- _Exercise_: Determine how many lines in the records below contain "Question", then state that number alone.

+++

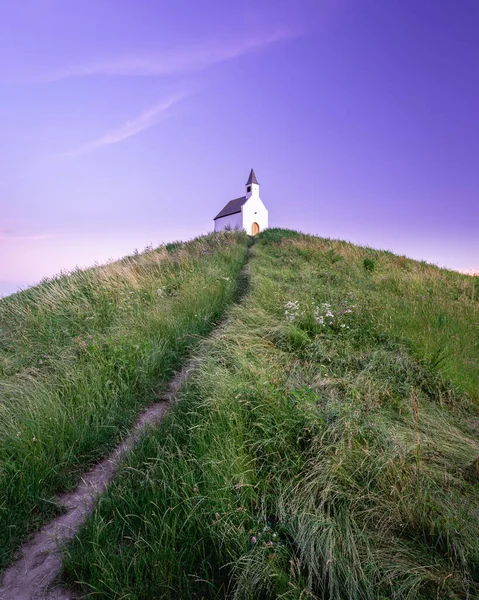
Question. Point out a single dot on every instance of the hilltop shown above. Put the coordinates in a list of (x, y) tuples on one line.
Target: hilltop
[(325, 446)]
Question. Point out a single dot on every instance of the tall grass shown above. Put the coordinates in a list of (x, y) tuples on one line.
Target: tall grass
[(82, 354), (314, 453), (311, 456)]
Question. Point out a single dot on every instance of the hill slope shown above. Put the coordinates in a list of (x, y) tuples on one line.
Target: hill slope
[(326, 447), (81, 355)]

+++

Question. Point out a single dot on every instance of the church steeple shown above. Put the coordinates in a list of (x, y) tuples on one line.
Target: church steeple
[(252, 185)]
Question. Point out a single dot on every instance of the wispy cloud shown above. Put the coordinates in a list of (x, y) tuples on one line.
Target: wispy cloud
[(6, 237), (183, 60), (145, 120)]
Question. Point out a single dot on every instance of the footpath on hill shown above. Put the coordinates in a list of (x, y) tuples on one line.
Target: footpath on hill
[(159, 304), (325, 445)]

+++

- _Answer space_: 6